__WHAT IS BEING ASKED__
Your task is to reproduce the entries below word for word.

__EXCERPTED RECORDS__
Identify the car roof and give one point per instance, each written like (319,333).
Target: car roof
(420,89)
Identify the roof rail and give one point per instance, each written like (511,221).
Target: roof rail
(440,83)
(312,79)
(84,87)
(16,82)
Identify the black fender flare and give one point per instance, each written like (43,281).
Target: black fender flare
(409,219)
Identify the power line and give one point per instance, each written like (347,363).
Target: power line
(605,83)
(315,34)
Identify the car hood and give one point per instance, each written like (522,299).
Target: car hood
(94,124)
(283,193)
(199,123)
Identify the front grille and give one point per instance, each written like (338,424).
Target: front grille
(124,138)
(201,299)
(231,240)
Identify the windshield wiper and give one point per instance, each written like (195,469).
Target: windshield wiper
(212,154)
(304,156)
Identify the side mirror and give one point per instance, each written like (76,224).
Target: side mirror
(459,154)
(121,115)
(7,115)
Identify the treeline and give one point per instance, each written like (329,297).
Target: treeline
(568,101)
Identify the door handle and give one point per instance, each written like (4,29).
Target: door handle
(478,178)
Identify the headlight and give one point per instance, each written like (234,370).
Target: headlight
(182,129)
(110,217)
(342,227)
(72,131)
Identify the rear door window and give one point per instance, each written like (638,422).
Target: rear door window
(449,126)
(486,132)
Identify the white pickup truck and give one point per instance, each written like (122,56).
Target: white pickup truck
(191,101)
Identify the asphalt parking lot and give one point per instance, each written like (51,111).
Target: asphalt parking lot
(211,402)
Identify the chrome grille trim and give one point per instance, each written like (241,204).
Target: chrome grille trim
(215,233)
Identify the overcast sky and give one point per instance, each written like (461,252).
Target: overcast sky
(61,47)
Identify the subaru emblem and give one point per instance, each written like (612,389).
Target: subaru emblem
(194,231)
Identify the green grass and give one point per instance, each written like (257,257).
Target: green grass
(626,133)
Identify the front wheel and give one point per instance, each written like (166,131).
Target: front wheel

__WRITTEN ANSWER__
Identify the car roof and give one point per instance, each written like (319,333).
Target: car roof
(420,89)
Identify the roof rail and give one point per instance, each written like (511,221).
Target: roof rail
(440,83)
(312,79)
(84,87)
(16,82)
Identify the black fender flare and give one point per instance, each written like (43,281).
Target: black fender flare
(409,219)
Identify the power line and give one point per instance, each written like (347,363).
Target: power line
(605,83)
(315,34)
Identify the car hood and give one point per instance, each written like (522,299).
Target: car hood
(94,124)
(283,193)
(199,123)
Identify the front grille and give one point per instance, each written like (338,424).
Target: front grille
(124,138)
(201,299)
(231,240)
Identify the windshield wiper and give one point per instance, each written like (195,469).
Target: windshield wiper
(212,154)
(304,156)
Identify the side mirror and give one point per instance, each written like (76,224).
Target: side mirror
(459,154)
(121,115)
(7,115)
Identify the treeline and give one point per instance, each written like (329,297).
Target: treeline
(568,101)
Identify the door handle and give one point per instance, each written like (4,29).
Target: door handle
(478,178)
Identify the headlight and give one point per instance, each written like (234,370).
Target: headlight
(182,129)
(110,217)
(342,227)
(72,131)
Identify the rear door window and give one point per instance, each written like (638,422).
Target: rear door window
(449,126)
(486,132)
Identify the white pickup truck and give one point per instance, each written like (122,56).
Target: white pickup truck
(191,101)
Identify the asphalt parking lot and give one point per instance, each written like (51,111).
Target: asphalt parking lot
(211,402)
Identify the chrome grille trim and give one point per instance, each written like (241,204).
Target: chrome grille trim
(215,233)
Identify the overcast sky and give one point per instance, each written like (461,252).
Target: overcast sky
(61,47)
Identify the subaru emblem and give one point per instance, each written like (612,389).
Target: subaru emblem
(194,231)
Identify the green grass and give one point per instance, each written like (257,257).
Target: green grass
(626,133)
Identify the front wheel and give one point per instance, each written like (166,131).
Target: front wheel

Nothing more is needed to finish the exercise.